RECORDS FOR THE TASK →
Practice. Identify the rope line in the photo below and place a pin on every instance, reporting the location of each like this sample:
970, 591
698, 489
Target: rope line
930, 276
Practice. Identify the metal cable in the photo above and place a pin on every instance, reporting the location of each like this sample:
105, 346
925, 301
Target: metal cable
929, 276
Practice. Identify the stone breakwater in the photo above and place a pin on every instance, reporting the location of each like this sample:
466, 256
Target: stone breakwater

TASK DIRECTIONS → Give back the complete material verbatim.

ANSWER SECTION →
Practice. Identify the rope line in the photo below and place a pin on every instance, reporting the location of each like this sample:
970, 591
698, 489
Target: rope line
930, 276
Practice. Identify the metal cable in the photo above and place a pin on every instance, reporting the location of each like this sample:
105, 346
925, 301
Target: metal cable
929, 276
Practice. Identify the stone breakwater in the photo above and place a pin on every instance, reporting the location of each like this sample:
466, 256
Target: stone breakwater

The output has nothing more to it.